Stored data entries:
****

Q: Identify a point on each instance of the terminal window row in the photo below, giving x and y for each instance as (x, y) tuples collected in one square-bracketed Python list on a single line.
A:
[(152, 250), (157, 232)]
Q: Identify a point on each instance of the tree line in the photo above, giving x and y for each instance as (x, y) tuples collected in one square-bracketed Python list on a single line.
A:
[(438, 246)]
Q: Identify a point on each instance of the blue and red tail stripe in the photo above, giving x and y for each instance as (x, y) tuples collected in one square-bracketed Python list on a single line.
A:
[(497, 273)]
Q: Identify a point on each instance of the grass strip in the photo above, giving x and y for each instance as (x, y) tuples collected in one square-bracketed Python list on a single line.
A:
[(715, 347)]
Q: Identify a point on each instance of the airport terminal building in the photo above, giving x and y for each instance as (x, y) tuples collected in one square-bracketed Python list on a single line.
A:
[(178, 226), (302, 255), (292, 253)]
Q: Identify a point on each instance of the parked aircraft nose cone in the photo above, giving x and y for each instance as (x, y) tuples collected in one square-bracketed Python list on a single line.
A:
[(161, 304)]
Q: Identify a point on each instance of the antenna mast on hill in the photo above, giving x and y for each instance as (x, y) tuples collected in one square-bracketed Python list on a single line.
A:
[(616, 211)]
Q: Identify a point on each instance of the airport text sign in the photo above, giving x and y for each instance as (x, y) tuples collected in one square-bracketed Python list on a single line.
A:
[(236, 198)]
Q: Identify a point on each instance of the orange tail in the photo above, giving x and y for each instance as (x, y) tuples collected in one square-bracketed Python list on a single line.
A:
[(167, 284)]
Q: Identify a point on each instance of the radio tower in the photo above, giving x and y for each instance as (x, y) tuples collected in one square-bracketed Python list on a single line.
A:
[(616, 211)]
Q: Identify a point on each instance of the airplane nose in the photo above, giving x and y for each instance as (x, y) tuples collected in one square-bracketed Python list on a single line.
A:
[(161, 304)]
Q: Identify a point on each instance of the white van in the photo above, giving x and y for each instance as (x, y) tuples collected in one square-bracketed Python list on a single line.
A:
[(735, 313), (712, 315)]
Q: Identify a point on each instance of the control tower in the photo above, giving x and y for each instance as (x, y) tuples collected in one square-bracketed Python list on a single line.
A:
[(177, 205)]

****

**SHORT TASK**. Copy out the records word for word, starting at the line that contains "Q: Identify a point on each instance of the white" and continuing through the last line of the records.

**TASK RESPONSE**.
Q: Identify a point on each instance of the white van in the photo above, giving x and y for each instance as (x, y) tuples collected in one square-bracketed Python list on a single line.
A:
[(735, 313), (712, 315)]
Q: Identify a point on each instance of the control tower in the photo above, giving x and y for each instance as (x, y) tuples collected in one square-bracketed Python list on a single line.
A:
[(177, 205)]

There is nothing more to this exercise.